● Description of the task
Convert the lines below into a JSON list of strings, with one string per line and blank lines omitted.

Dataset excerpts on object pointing
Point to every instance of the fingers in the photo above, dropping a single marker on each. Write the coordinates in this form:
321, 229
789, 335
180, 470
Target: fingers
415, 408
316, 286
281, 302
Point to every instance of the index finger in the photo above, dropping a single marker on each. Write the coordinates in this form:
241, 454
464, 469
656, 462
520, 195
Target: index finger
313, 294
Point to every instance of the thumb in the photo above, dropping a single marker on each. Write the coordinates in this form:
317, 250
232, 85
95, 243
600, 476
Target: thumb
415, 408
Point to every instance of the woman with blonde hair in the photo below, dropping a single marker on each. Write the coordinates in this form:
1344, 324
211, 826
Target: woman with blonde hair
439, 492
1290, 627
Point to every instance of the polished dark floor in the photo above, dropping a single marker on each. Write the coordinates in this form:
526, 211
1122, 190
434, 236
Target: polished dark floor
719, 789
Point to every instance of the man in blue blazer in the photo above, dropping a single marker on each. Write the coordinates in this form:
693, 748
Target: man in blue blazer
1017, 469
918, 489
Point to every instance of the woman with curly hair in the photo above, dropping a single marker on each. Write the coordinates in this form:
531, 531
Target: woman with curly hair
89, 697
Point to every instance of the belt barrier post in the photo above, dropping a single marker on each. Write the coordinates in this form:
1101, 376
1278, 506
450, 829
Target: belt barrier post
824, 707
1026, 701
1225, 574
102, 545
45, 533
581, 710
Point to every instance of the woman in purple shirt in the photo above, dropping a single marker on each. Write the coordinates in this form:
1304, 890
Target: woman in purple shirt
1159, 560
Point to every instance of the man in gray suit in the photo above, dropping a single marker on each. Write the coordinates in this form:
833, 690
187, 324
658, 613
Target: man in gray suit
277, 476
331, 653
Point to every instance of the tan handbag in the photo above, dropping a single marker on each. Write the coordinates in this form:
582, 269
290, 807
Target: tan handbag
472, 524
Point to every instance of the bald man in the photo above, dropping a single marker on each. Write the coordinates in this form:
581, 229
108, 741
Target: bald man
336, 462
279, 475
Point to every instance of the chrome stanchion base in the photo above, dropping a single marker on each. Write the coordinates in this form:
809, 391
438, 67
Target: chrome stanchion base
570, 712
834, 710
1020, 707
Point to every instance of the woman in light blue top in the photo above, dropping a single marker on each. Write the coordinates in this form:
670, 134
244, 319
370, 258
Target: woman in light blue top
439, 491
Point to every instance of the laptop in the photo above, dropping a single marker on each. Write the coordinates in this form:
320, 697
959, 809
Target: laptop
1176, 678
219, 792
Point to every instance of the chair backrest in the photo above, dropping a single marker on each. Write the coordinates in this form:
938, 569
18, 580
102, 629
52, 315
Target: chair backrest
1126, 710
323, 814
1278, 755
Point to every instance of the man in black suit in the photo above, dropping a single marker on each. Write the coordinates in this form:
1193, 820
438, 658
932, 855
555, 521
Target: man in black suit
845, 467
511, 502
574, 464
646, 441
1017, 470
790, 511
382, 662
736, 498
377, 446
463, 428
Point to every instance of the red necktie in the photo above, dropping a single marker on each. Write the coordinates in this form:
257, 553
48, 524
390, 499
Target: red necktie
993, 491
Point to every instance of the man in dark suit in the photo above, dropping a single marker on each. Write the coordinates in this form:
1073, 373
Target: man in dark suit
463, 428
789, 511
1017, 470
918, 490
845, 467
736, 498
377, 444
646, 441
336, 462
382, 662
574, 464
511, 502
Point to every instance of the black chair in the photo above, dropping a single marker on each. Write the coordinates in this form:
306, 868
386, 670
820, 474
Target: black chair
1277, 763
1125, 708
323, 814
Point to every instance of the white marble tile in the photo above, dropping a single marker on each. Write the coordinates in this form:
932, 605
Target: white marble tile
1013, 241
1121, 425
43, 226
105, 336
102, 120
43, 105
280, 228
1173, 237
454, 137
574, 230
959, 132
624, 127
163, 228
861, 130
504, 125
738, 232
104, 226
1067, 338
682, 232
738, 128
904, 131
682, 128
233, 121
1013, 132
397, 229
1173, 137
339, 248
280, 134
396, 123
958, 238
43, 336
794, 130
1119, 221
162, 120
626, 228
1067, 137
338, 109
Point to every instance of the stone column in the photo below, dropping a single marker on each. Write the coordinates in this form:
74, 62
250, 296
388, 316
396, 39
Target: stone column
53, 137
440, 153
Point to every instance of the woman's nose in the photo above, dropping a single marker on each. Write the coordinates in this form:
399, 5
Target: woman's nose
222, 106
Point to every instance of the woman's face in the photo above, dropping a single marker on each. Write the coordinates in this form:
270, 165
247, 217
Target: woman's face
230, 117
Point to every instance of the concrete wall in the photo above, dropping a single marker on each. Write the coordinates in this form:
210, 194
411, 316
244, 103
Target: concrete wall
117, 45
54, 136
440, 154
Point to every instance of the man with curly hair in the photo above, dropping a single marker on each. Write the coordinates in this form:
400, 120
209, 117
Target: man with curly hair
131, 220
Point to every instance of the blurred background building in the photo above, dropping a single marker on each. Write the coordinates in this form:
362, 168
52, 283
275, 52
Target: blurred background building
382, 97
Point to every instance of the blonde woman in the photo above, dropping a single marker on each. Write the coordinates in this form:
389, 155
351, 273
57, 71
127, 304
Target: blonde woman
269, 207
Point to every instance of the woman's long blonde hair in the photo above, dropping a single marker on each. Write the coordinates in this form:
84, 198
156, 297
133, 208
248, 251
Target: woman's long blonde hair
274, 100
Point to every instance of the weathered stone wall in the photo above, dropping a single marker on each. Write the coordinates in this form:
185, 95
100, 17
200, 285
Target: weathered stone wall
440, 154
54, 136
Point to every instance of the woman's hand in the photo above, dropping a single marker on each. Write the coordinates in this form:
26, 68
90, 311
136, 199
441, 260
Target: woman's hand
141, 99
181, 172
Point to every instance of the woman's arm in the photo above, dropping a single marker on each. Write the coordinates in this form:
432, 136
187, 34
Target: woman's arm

● Response
[
  "Point to every instance of the fingers in the photo above, dropping a single marker on each. Write the coordinates in this form:",
  "321, 229",
  "789, 335",
  "180, 470",
  "Target: fingers",
  "415, 408",
  "316, 286",
  "281, 302",
  "Point to every instance of the index finger in the photo above, dropping a single marker on each. Write the coordinates in this form:",
  "241, 454",
  "464, 469",
  "656, 462",
  "520, 195",
  "Target: index finger",
  "313, 294",
  "Point to every instance of the thumb in the photo above, dropping a single marker on each. Write the coordinates in this form:",
  "317, 250",
  "232, 85",
  "95, 243",
  "600, 476",
  "Target: thumb",
  "415, 408",
  "Point to every instance of the woman with blonde hair in the photo below, dropping a single marker on each. Write the coordinates in this form:",
  "1344, 324",
  "211, 826",
  "Target: woman with blonde hair",
  "439, 492",
  "1290, 627",
  "Point to every instance of the polished dark floor in the photo above, dropping a single marker on each. Write the coordinates in this form:",
  "526, 211",
  "1122, 190",
  "434, 236",
  "Target: polished dark floor",
  "719, 789",
  "Point to every instance of the man in blue blazer in the photo above, dropping a single marker on each. Write the coordinates in this form:",
  "693, 748",
  "Target: man in blue blazer",
  "1017, 469",
  "918, 489",
  "Point to every instance of the woman with curly hair in the photo above, dropping a single marker on each. Write the coordinates in this form:",
  "531, 531",
  "Target: woman with curly hair",
  "89, 697",
  "Point to every instance of the belt barrier post in the photo above, dropping a single marker on each. Write the coordinates in this form:",
  "1101, 376",
  "1278, 506",
  "450, 829",
  "Target: belt barrier post",
  "824, 707",
  "1026, 701",
  "1225, 574",
  "102, 545",
  "45, 533",
  "581, 710",
  "Point to every instance of the woman in purple shirt in the photo above, dropping a single marker on each. Write the coordinates in this form:",
  "1304, 890",
  "Target: woman in purple shirt",
  "1159, 560",
  "Point to every instance of the man in gray suit in the photo above, dropping a single marker on each. Write the coordinates in this form:",
  "833, 690",
  "187, 324",
  "658, 613",
  "Target: man in gray suit",
  "277, 476",
  "331, 653",
  "Point to every instance of the tan handbag in the photo above, dropping a single marker on each. Write the coordinates in this form:",
  "582, 269",
  "290, 807",
  "Target: tan handbag",
  "472, 524",
  "Point to every instance of the bald man in the photo above, dropping a single marker on each. Write the coordinates in this form:",
  "581, 229",
  "108, 741",
  "Target: bald man",
  "336, 462",
  "279, 475",
  "Point to every instance of the chrome stanchion base in the photo above, dropping a single marker on each. Write the coordinates in this form:",
  "809, 391",
  "438, 67",
  "Target: chrome stanchion base",
  "570, 712",
  "834, 710",
  "1020, 707",
  "Point to every instance of the woman in light blue top in the photo above, dropping a single marker on each. Write the coordinates in this form:",
  "670, 134",
  "244, 319",
  "370, 258",
  "Target: woman in light blue top",
  "439, 491",
  "Point to every instance of the laptop in the photo above, dropping a single marker on each. Write the coordinates in this form:",
  "320, 697",
  "959, 809",
  "Target: laptop",
  "1176, 678",
  "219, 792",
  "Point to every instance of the chair backrest in the photo above, dropping a single marker on each. Write the coordinates in this form:",
  "938, 569",
  "18, 580",
  "102, 629",
  "52, 315",
  "Target: chair backrest",
  "1126, 710",
  "323, 814",
  "1278, 755",
  "Point to every instance of the man in black suit in the photo above, dropping a single marker on each. Write the coordinates in this form:",
  "1193, 820",
  "438, 658",
  "932, 855",
  "555, 521",
  "Target: man in black suit",
  "845, 467",
  "511, 502",
  "574, 464",
  "646, 441",
  "1017, 470",
  "790, 511",
  "382, 662",
  "736, 498",
  "377, 446",
  "463, 428",
  "Point to every instance of the red necktie in the photo above, dropping a single marker on each. Write the coordinates in this form:",
  "257, 553",
  "48, 524",
  "390, 499",
  "Target: red necktie",
  "993, 491",
  "Point to every instance of the man in dark suit in the photo above, dropping a single marker on each. Write the coordinates in this form:",
  "1073, 373",
  "Target: man in dark suit",
  "463, 428",
  "789, 511",
  "1017, 470",
  "918, 490",
  "845, 467",
  "736, 498",
  "377, 444",
  "646, 441",
  "336, 462",
  "382, 662",
  "574, 464",
  "511, 502",
  "Point to every instance of the black chair in the photo above, dropping a single marker on each. Write the coordinates in this form:",
  "306, 868",
  "386, 670",
  "820, 474",
  "Target: black chair",
  "1277, 763",
  "1125, 708",
  "323, 814",
  "Point to every instance of the white marble tile in the photo above, dropping a single marker on each. Write the coordinates in this form:",
  "932, 605",
  "Target: white marble tile",
  "1013, 241",
  "1121, 425",
  "43, 226",
  "105, 336",
  "102, 120",
  "43, 105",
  "280, 228",
  "1173, 237",
  "454, 137",
  "574, 230",
  "959, 132",
  "624, 127",
  "163, 228",
  "861, 130",
  "504, 125",
  "738, 232",
  "104, 226",
  "1067, 338",
  "682, 232",
  "738, 128",
  "904, 131",
  "682, 128",
  "233, 121",
  "1013, 132",
  "397, 229",
  "1173, 137",
  "339, 248",
  "280, 134",
  "396, 123",
  "958, 238",
  "43, 336",
  "794, 130",
  "1119, 221",
  "162, 120",
  "626, 228",
  "1067, 137",
  "338, 109",
  "Point to every instance of the stone column in the photo below, dropping a single marker on each. Write the coordinates in this form:",
  "74, 62",
  "250, 296",
  "388, 316",
  "396, 39",
  "Target: stone column",
  "53, 137",
  "440, 153",
  "Point to every instance of the woman's nose in the photo above, dropping a single marker on each. Write the coordinates in this form:",
  "399, 5",
  "Target: woman's nose",
  "222, 106",
  "Point to every instance of the woman's face in the photo above, dropping a single marker on each. Write the coordinates in this form:",
  "270, 165",
  "247, 217",
  "Target: woman's face",
  "230, 117",
  "Point to every instance of the concrete wall in the photo above, dropping a single marker on each. Write the coordinates in this form:",
  "210, 194",
  "411, 316",
  "244, 103",
  "Target: concrete wall",
  "117, 45",
  "54, 136",
  "440, 154",
  "Point to every instance of the man with curly hair in the photo above, dropping a single marker on each. Write the coordinates in this form:",
  "400, 120",
  "209, 117",
  "Target: man with curly hair",
  "131, 220",
  "Point to every instance of the blurred background building in the photo above, dropping a single marker on each. Write the coordinates in this form:",
  "362, 168",
  "52, 283",
  "275, 52",
  "Target: blurred background building",
  "382, 97",
  "Point to every instance of the blonde woman in the photo above, dropping a single marker on each. Write the coordinates in this form:",
  "389, 155",
  "351, 273",
  "57, 71",
  "127, 304",
  "Target: blonde woman",
  "269, 207",
  "Point to every instance of the woman's long blonde hair in the photo above, dropping a single marker on each. Write the coordinates in this form:",
  "84, 198",
  "156, 297",
  "133, 208",
  "248, 251",
  "Target: woman's long blonde hair",
  "274, 100",
  "Point to every instance of the weathered stone wall in the photo above, dropping a single marker on each. Write the coordinates in this form:",
  "185, 95",
  "100, 17",
  "200, 285",
  "Target: weathered stone wall",
  "440, 154",
  "54, 136",
  "Point to every instance of the woman's hand in the photo above, dropping a single marker on each. Write the coordinates in this form:",
  "26, 68",
  "90, 311",
  "136, 199",
  "441, 260",
  "Target: woman's hand",
  "141, 99",
  "181, 172",
  "Point to every instance of the woman's arm in the photo above, dropping a single marker on each. Write the coordinates in this form:",
  "432, 136",
  "187, 34",
  "Target: woman's arm"
]